• What is expected:
Copy everything in the data from the line containing "negative clicks: (99, 194) (80, 219)" down to the line containing "box: [195, 29, 253, 269]", with both of those lines included, and keep each line unchanged.

• Information provided:
________________
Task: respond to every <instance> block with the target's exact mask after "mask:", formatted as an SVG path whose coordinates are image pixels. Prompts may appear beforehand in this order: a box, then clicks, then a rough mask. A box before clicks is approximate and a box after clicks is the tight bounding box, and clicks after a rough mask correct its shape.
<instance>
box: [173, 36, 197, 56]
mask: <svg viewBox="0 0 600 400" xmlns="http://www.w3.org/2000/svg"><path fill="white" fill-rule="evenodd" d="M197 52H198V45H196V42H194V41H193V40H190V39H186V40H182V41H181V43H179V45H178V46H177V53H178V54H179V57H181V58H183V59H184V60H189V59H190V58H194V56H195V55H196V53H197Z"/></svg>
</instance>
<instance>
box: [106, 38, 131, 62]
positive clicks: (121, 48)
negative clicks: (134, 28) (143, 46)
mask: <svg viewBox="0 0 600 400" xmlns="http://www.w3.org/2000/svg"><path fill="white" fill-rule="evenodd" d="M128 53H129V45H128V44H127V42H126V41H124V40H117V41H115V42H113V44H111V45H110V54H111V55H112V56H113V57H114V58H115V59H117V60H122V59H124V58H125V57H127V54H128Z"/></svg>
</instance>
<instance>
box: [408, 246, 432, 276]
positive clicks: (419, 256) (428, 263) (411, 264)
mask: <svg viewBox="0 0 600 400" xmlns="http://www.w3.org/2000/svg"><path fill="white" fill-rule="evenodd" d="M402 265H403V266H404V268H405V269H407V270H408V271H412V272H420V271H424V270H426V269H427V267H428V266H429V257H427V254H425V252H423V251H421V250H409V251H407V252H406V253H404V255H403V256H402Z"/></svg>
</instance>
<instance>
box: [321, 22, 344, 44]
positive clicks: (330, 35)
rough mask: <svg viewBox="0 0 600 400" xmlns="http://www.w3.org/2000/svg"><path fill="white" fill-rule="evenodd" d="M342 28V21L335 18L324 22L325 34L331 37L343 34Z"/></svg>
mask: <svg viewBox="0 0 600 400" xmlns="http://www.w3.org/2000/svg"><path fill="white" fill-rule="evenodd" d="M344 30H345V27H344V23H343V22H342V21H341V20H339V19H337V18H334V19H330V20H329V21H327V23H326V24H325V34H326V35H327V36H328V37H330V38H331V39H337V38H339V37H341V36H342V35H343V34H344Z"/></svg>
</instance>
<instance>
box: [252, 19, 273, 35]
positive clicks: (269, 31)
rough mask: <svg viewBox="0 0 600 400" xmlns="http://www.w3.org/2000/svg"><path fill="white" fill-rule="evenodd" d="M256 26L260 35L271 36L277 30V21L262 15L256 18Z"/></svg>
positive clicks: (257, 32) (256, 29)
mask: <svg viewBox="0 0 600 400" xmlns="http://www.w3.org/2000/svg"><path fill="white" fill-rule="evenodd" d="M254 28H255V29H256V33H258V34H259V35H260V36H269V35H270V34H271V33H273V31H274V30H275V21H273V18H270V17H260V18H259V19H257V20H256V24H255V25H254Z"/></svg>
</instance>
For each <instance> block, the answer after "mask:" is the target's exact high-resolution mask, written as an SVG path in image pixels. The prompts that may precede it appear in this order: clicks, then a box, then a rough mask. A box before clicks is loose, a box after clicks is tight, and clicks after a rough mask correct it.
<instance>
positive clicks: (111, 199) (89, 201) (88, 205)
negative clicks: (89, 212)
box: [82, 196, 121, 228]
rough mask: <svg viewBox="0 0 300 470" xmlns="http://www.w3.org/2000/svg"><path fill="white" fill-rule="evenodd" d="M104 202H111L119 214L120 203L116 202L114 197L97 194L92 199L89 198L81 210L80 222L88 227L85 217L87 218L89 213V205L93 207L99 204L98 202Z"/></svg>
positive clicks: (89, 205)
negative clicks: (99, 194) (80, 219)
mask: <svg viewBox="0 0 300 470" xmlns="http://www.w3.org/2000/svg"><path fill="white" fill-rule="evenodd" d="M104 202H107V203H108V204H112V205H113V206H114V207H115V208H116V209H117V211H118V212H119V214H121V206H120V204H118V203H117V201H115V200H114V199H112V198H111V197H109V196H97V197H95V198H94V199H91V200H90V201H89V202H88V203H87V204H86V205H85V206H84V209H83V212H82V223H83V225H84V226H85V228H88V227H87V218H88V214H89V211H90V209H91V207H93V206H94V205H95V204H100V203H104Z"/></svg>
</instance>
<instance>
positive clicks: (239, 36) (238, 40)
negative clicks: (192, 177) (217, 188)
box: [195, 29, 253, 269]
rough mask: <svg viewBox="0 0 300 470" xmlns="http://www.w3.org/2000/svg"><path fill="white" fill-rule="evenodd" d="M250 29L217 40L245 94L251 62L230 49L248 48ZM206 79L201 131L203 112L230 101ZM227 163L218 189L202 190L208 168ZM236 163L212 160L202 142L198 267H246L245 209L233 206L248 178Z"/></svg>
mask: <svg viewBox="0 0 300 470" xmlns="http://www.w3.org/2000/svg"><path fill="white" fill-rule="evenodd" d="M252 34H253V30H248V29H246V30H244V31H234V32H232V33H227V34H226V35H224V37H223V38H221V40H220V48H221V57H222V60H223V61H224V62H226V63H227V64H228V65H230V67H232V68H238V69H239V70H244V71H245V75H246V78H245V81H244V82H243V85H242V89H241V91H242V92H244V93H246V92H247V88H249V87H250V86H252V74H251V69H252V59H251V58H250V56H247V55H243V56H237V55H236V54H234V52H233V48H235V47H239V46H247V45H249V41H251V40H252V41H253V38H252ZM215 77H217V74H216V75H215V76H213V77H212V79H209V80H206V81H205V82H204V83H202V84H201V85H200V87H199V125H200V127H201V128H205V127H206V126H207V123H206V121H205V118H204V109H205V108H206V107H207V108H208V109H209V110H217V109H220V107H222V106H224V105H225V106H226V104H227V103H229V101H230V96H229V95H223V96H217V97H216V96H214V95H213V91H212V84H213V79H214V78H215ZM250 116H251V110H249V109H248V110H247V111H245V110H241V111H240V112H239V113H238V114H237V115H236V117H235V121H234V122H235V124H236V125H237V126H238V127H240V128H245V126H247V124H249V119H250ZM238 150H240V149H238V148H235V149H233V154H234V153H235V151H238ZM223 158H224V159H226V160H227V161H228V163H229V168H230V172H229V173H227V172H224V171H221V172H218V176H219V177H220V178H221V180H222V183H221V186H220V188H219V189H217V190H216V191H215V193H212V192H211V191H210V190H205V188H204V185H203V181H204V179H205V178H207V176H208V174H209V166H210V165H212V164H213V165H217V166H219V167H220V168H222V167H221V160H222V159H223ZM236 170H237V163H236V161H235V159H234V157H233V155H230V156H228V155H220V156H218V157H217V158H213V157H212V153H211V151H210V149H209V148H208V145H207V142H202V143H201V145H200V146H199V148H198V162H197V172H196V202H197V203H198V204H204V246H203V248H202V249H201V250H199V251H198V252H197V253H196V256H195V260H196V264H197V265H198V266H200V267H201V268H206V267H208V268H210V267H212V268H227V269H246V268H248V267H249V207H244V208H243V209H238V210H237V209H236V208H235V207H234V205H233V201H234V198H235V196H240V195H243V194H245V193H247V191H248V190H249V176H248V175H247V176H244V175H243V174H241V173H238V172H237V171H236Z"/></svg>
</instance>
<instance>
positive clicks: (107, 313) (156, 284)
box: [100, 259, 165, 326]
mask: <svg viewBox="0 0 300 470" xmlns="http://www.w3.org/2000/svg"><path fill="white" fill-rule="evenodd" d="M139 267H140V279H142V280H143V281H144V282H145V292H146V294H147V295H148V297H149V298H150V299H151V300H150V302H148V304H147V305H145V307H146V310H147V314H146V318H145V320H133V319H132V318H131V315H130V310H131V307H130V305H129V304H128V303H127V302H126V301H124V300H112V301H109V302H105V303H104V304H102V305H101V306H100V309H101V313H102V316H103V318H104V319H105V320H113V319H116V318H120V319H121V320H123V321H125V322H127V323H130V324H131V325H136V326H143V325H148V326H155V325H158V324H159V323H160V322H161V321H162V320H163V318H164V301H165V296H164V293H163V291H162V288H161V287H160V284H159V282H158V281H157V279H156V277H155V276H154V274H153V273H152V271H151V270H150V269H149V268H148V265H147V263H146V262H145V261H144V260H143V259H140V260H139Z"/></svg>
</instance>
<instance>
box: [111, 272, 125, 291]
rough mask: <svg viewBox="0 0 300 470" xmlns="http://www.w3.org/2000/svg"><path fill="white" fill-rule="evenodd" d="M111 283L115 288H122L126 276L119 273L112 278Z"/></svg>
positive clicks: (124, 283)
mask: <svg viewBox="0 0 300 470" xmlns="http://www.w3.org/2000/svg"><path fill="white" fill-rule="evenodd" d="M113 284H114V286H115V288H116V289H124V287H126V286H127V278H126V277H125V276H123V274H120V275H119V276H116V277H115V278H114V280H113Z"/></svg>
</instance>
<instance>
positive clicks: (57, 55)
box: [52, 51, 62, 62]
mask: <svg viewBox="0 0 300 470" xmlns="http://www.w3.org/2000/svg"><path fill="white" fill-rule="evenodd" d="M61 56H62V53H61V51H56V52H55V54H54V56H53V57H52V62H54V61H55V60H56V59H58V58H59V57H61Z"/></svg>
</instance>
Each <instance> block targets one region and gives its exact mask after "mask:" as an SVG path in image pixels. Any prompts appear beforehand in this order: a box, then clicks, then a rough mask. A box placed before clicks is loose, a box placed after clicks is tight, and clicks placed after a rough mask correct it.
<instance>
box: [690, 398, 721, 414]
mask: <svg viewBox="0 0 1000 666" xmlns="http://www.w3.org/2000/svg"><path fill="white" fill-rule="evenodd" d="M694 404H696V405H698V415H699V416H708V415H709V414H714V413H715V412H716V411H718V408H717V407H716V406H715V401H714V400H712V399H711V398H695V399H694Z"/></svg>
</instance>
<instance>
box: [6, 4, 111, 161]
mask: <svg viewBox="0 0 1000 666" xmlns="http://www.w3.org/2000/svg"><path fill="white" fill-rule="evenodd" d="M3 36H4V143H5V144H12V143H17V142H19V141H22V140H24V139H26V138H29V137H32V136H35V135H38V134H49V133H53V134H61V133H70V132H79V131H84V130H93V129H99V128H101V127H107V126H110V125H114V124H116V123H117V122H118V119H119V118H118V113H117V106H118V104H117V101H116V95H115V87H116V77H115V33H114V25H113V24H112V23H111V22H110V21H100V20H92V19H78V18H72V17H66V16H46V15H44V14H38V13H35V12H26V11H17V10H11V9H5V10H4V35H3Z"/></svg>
________________
• Solution below:
negative clicks: (99, 194) (80, 219)
mask: <svg viewBox="0 0 300 470" xmlns="http://www.w3.org/2000/svg"><path fill="white" fill-rule="evenodd" d="M104 202H107V203H108V204H112V205H113V206H114V207H115V208H116V209H117V211H118V212H119V214H121V206H120V204H118V203H117V201H115V200H114V199H112V198H111V197H109V196H97V197H95V198H94V199H91V200H90V201H89V202H88V203H87V204H86V205H85V206H84V209H83V212H82V223H83V225H84V226H85V228H88V227H87V218H88V214H89V211H90V209H91V207H93V206H94V205H95V204H100V203H104Z"/></svg>
</instance>
<instance>
positive clicks: (239, 36) (238, 40)
negative clicks: (192, 177) (217, 188)
box: [195, 29, 253, 269]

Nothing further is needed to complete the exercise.